**TASK OBJECTIVE**
Type out the material below exactly.

[BEGIN ENTRIES PROVIDED]

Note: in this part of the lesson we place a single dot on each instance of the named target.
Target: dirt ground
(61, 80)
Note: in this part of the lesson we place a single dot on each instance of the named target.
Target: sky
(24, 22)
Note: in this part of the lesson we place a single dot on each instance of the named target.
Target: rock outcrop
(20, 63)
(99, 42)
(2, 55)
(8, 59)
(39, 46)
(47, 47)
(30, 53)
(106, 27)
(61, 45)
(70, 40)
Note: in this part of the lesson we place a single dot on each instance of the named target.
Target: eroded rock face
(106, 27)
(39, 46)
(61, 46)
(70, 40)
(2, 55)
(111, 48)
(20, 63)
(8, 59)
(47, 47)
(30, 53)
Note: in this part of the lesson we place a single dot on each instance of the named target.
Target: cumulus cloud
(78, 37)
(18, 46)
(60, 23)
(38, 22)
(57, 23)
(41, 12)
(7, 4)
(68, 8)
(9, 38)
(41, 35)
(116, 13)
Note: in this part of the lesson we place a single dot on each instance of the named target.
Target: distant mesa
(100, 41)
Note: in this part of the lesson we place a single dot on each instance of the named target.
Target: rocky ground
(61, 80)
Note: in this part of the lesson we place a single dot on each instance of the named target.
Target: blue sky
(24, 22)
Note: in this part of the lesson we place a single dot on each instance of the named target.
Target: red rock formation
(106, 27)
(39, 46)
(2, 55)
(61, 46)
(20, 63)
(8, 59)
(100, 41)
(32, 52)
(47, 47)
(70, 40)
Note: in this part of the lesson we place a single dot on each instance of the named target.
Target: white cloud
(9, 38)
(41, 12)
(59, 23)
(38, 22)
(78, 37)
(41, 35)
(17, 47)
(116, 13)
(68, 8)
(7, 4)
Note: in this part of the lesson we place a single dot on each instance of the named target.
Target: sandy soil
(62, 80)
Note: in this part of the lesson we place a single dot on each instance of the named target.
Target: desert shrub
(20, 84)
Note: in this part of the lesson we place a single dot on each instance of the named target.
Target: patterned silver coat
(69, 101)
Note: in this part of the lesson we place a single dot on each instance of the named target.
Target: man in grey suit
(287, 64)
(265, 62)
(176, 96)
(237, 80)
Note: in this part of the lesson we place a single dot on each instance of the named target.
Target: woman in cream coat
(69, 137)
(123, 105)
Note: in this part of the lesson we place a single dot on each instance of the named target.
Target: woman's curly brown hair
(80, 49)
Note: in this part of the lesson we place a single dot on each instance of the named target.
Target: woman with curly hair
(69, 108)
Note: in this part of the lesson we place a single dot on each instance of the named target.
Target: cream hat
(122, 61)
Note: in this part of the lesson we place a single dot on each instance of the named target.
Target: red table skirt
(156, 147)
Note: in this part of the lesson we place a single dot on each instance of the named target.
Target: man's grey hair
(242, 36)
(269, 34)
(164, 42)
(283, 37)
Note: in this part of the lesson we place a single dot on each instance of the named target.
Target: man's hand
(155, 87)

[END ENTRIES PROVIDED]

**WRITTEN SOLUTION**
Note: in this part of the lesson we place a single dot on each instance of the named target.
Target: dirt ground
(61, 80)
Note: in this part of the lesson we place a single dot on each instance of the named target.
Target: sky
(24, 22)
Note: in this part of the lesson we place a single dot on each instance of the named target.
Target: rock outcrop
(20, 63)
(99, 42)
(2, 55)
(8, 59)
(39, 46)
(47, 47)
(30, 53)
(106, 27)
(61, 45)
(70, 40)
Note: in this part of the lesson we place a single dot on each instance of the named target.
Target: eroded rock face
(106, 27)
(39, 46)
(61, 46)
(70, 40)
(2, 55)
(111, 48)
(20, 63)
(8, 59)
(47, 47)
(30, 53)
Note: in this part of the lesson we place a single dot on each instance of the named target.
Target: cumulus cloud
(78, 37)
(18, 46)
(60, 23)
(38, 22)
(57, 23)
(41, 12)
(7, 4)
(68, 8)
(9, 38)
(41, 35)
(116, 13)
Note: in this part of the lesson we place a single dot on each instance of the named target.
Target: distant mesa
(100, 41)
Note: in this part of the lesson we place a single dot on each instance of the named target.
Target: rocky ground
(61, 80)
Note: in this part of the lesson we place a single dot on each instance of the named target.
Target: blue sky
(24, 22)
Note: in this part of the lesson we place a single dot on each instance of the named target.
Target: red rock formation
(106, 27)
(39, 46)
(2, 55)
(61, 46)
(20, 63)
(8, 59)
(100, 41)
(32, 52)
(47, 47)
(70, 40)
Note: in this part of the lesson we place a single dot on each instance of the named target.
Target: white cloud
(9, 38)
(41, 12)
(59, 23)
(38, 22)
(78, 37)
(41, 35)
(17, 47)
(116, 13)
(68, 8)
(7, 4)
Note: in this part of the lesson we place a single dot on each instance of the named target.
Target: sandy soil
(62, 80)
Note: in this part of the lesson we place a single dot on each instance of the named target.
Target: desert shrub
(20, 84)
Note: in this part of the lesson we place a single dot on each instance of the named target.
Target: patterned silver coat
(69, 101)
Note: in this part of the lesson we place a single dot on each instance of the named target.
Target: man in grey suit
(287, 64)
(265, 62)
(176, 96)
(237, 80)
Note: in this part of the lesson we place a single dot on each instance of the named target.
Target: woman in cream coat
(69, 137)
(123, 105)
Note: in this part of the lesson we place a single dot on each instance of the named target.
Target: woman's curly brown hair
(80, 49)
Note: in this part of the lesson we place a single dot on each instance of the named target.
Target: woman with curly hair
(69, 108)
Note: in this part of the lesson we place a single dot on each instance of the named target.
Target: cream hat
(122, 61)
Note: in this part of the lesson we place a single dot on each instance of the named target.
Target: red table skirt
(156, 147)
Note: in this part of the lesson we place a single dot on each instance of the named target.
Target: man's grey hair
(242, 36)
(269, 34)
(164, 42)
(283, 37)
Note: in this part of the lesson we place a single dot on each instance of the named target.
Target: man's hand
(155, 87)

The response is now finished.